* Begin *
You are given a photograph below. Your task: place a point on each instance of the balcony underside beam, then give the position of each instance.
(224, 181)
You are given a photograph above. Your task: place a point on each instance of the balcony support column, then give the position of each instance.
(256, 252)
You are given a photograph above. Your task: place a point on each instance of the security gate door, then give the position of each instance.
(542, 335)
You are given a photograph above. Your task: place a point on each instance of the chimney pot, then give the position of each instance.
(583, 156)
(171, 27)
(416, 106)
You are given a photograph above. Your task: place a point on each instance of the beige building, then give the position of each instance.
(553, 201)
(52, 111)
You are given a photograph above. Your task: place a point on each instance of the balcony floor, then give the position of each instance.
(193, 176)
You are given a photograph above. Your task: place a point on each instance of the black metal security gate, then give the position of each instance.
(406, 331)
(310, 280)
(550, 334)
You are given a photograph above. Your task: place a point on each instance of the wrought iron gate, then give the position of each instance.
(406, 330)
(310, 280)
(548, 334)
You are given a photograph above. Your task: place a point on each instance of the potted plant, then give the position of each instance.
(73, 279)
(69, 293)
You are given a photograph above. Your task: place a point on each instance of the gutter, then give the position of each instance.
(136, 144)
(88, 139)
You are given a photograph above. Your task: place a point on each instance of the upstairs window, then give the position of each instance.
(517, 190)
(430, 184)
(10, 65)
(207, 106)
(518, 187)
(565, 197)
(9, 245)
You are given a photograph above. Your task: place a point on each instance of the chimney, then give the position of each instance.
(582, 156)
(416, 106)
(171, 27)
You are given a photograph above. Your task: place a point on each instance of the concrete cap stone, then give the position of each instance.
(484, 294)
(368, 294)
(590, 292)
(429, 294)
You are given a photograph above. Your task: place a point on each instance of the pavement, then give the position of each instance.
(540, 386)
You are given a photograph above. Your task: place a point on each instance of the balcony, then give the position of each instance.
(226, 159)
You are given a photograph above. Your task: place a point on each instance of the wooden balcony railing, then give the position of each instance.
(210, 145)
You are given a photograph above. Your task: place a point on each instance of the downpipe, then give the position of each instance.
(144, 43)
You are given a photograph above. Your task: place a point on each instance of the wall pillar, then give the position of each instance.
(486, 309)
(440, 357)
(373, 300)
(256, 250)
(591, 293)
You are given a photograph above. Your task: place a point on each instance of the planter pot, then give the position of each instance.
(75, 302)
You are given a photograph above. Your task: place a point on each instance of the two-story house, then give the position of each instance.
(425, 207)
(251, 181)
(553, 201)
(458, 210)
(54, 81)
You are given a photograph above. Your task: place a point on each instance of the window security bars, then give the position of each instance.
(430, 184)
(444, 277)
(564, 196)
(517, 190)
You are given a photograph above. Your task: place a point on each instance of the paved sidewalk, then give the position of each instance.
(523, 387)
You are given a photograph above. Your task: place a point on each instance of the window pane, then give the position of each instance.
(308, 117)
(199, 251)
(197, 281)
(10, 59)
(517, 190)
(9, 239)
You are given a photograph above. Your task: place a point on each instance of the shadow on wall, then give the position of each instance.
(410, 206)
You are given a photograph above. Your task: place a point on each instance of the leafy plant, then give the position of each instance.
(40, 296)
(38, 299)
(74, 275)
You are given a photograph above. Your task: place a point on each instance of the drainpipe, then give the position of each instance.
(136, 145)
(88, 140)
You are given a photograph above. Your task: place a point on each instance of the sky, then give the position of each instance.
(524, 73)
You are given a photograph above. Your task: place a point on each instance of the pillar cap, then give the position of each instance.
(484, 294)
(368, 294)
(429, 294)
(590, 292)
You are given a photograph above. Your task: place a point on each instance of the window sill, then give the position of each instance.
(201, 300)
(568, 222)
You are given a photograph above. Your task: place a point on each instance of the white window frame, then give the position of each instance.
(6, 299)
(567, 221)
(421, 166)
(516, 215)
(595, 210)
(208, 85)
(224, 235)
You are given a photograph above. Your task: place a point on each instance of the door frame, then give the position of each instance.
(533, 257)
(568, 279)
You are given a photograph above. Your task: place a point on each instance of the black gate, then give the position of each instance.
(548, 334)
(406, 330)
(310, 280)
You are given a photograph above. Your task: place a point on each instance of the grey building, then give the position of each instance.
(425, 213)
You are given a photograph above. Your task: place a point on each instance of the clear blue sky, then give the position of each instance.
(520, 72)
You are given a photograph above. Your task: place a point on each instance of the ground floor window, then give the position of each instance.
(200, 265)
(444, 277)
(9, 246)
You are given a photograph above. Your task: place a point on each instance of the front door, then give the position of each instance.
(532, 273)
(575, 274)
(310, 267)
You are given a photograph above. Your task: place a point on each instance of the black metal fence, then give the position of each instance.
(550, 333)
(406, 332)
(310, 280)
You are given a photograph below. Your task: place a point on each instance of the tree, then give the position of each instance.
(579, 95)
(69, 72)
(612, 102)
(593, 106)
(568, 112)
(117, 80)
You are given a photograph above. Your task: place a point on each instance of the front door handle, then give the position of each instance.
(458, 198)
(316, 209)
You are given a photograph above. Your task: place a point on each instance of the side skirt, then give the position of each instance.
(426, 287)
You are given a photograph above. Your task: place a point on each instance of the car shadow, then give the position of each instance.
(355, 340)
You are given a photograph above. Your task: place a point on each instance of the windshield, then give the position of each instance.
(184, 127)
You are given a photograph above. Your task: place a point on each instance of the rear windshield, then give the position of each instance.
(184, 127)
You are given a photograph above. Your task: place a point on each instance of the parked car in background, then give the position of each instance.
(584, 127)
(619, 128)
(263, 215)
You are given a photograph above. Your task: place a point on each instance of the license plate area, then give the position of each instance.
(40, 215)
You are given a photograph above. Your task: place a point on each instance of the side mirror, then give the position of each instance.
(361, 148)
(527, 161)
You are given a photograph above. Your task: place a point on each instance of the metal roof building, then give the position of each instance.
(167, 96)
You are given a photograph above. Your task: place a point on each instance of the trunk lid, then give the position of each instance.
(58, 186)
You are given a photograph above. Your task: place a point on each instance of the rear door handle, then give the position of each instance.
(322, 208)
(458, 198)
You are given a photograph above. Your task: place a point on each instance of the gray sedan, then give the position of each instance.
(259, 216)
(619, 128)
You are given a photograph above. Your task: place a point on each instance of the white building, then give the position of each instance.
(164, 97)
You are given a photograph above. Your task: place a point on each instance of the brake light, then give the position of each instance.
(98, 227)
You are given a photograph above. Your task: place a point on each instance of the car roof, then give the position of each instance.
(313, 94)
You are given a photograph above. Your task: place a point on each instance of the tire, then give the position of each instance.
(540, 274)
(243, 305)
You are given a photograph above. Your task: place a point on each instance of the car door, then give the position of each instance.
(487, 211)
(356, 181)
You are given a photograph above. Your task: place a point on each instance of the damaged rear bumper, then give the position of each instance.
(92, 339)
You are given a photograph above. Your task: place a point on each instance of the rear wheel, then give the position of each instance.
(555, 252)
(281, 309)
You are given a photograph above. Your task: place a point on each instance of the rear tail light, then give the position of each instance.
* End *
Copy out every one of the records above, unchanged and line for line.

▶ Result below:
You are given a photograph below. Your task: place a point on each instance of the balcony underside beam, then give the position of each instance.
(224, 181)
You are given a photograph above. Your task: place a point on each instance of the balcony support column, then give the position of each instance.
(256, 252)
You are given a photograph above. Your task: place a point on each instance of the security gate door, then give the position of each instance.
(542, 335)
You are given a photograph above. Your task: place a point on each instance of the chimney pot, then give the position of each instance.
(583, 156)
(171, 27)
(416, 106)
You are given a photograph above. Your task: place a point on each instance of the beige building, then give the position of each instance.
(553, 201)
(52, 111)
You are given a photograph above. Your task: place a point on each instance of the balcony floor, then give the position of each instance.
(193, 176)
You are given a photograph above. Your task: place a point on each instance of the black metal security gate, then give the position of each instance.
(406, 331)
(310, 280)
(550, 334)
You are given a photograph above. Your task: place a point on each instance of the wrought iron gate, then give the position of each instance.
(406, 330)
(310, 280)
(548, 334)
You are given a photograph above. Your task: place a point on each instance of the potted plant, then give the position of each instance.
(73, 279)
(69, 293)
You are given a photograph above. Your task: place a point on each instance of the gutter, then give the position of each instance.
(136, 144)
(88, 139)
You are given a photograph above. Your task: place a point on each instance of the upstairs window, then give the position of each instance.
(517, 190)
(430, 184)
(10, 65)
(207, 106)
(518, 187)
(565, 197)
(9, 245)
You are given a photograph above. Your task: place a point on each instance of the chimney, then give the position of each instance.
(582, 156)
(416, 106)
(171, 27)
You are given a photograph above. Your task: place a point on each instance of the concrete cap stone, then give the position of each instance.
(484, 294)
(368, 294)
(590, 292)
(429, 294)
You are given a photograph above. Your task: place a point on each instance of the pavement, then give the position of each instance.
(540, 386)
You are given a photograph above. Your task: place a point on each instance of the balcony, then give the position of each instance.
(226, 159)
You are given a photograph above. Your task: place a point on each instance of the wooden balcony railing, then give the position of each instance.
(210, 145)
You are given a photograph above. Your task: place a point on each instance of the downpipe, then give the position of each instance.
(144, 43)
You are given a photograph above. Your task: place a point on each instance of the wall pillar, then give the position of each instance.
(486, 309)
(440, 357)
(373, 300)
(256, 250)
(591, 293)
You are given a photograph above. Your task: place a point on each instance of the planter pot, then give the position of each instance.
(75, 302)
You are given a photograph above. Your task: place a point on each instance of the two-story house, then give the position of each instance.
(425, 207)
(251, 181)
(553, 201)
(458, 210)
(54, 81)
You are given a photograph above. Your task: place a point on each instance of the window security bars, then give the position of each instance.
(430, 184)
(444, 277)
(564, 196)
(517, 190)
You are given a photograph above. Your task: place a point on each instance of the paved sidewalk, then give the position of each instance.
(523, 387)
You are given a photograph above. Your task: place a point on each instance of the window pane, then give the position of each instance.
(308, 117)
(199, 251)
(197, 281)
(10, 59)
(517, 190)
(9, 239)
You are given a photograph above. Your task: place a point on each instance of the shadow on wall, then give the position of each instance.
(410, 206)
You are given a photograph above. Your task: place a point on each instance of the leafy plant, then give the position of each instance.
(40, 296)
(38, 299)
(74, 275)
You are given a photograph above. Your task: place a point on each instance of the drainpipe, then give the position of each instance.
(136, 145)
(88, 140)
You are given a photograph above. Your task: place a point on each instance of the sky, then give the position of each instance.
(524, 73)
You are given a photograph above. Your task: place a point on each instance of the pillar cap, then give the position of each instance.
(484, 294)
(368, 294)
(429, 294)
(590, 292)
You are given a photograph above. Your task: place a point on each instance of the window sill, then give the position of each instance.
(201, 300)
(568, 222)
You are given a photograph above. Your task: place a point on each instance of the white window frame, then give the position of each instance.
(6, 299)
(567, 221)
(421, 166)
(516, 215)
(595, 210)
(208, 85)
(224, 235)
You are given a photograph above. Your task: place a point on each instance of the door frame, then give the position of each instance.
(533, 257)
(568, 279)
You are given a photograph above. Your task: place a point on each instance of the black gate, then give the position of each instance.
(548, 334)
(406, 330)
(310, 280)
You are given a photograph above. Your task: place a point on each instance of the grey building, then give the position of each instance.
(425, 213)
You are given a photograph above. Your task: place a point on each instance of the clear blue sky, then give the position of each instance.
(520, 72)
You are given a photograph above. Your task: place a point on each instance of the ground floor window, then give the position of each instance.
(200, 265)
(444, 277)
(9, 246)
You are given a photograph above. Your task: place a point on each instance of the front door, then give the position of each instance.
(532, 273)
(575, 274)
(310, 267)
You are given a photograph above. Your task: place a point on each instance of the black metal fence, then give the position of each instance.
(550, 333)
(406, 332)
(310, 280)
You are given a photograph below. Your task: place a point on each instance of the tree, then give the position of each instance.
(579, 95)
(69, 72)
(612, 102)
(593, 106)
(568, 112)
(117, 80)
You are given a photograph above. Your task: place a point on each instance of the front door handle, then give the position of each instance.
(458, 198)
(316, 209)
You are given a photograph above. Your task: place a point on each instance of the side skirt, then give the position of each instance.
(426, 287)
You are given a photograph above. Your task: place a point on each instance of the car shadow, then give the position of each instance.
(355, 340)
You are given a photograph above. Your task: place a point on each instance of the windshield, then give the position of each instance.
(184, 127)
You are given a photograph above. Your task: place a point on each instance of the rear windshield, then give the position of each instance.
(184, 127)
You are given a photograph above. Your task: place a point on each instance of the parked car in background, then give the position of each instance.
(584, 127)
(619, 128)
(263, 215)
You are given a photograph above. Your task: place a point on each instance of the license plate area, then give the position of each instance.
(40, 215)
You are given a photograph above. Your task: place a point on each instance of the side mirror, then give the position of each instance.
(361, 148)
(527, 161)
You are given a photograph above. Your task: place a point on each instance of the metal roof building, then give the position of each instance.
(167, 96)
You are given a photograph above. Your task: place a point on each instance of the trunk lid, then give the position of each instance.
(58, 186)
You are given a photograph above. Your task: place a point on each instance of the rear door handle, then give the position of each instance.
(322, 208)
(458, 198)
You are given a photograph above. Your task: place a point on each instance of the gray sedan, then give the position of each instance.
(259, 216)
(619, 128)
You are given a photograph above. Your task: place a point on each instance of the white building, then give the position of each instance.
(164, 97)
You are given a photograph above. Your task: place a point on each instance of the brake light, then give the position of each instance.
(98, 227)
You are given a photograph above. Your task: place a point on each instance of the car roof, then give the position of each instance.
(313, 94)
You are given a photograph above. Your task: place a point on each instance of the tire, then give the position of each instance.
(540, 274)
(243, 305)
You are given a photograph above. Your task: place a point on each instance of the car door, then give the position of each instance.
(487, 211)
(356, 181)
You are given a photograph above. Your task: place a point on each instance of the damaged rear bumper, then give the position of each instance.
(92, 339)
You are given a photograph above. Your task: place a point on each instance of the rear wheel, then give the position of each instance.
(555, 252)
(281, 309)
You are given a photograph above. Your task: place a point on each instance of the rear tail light, then give the position of each instance.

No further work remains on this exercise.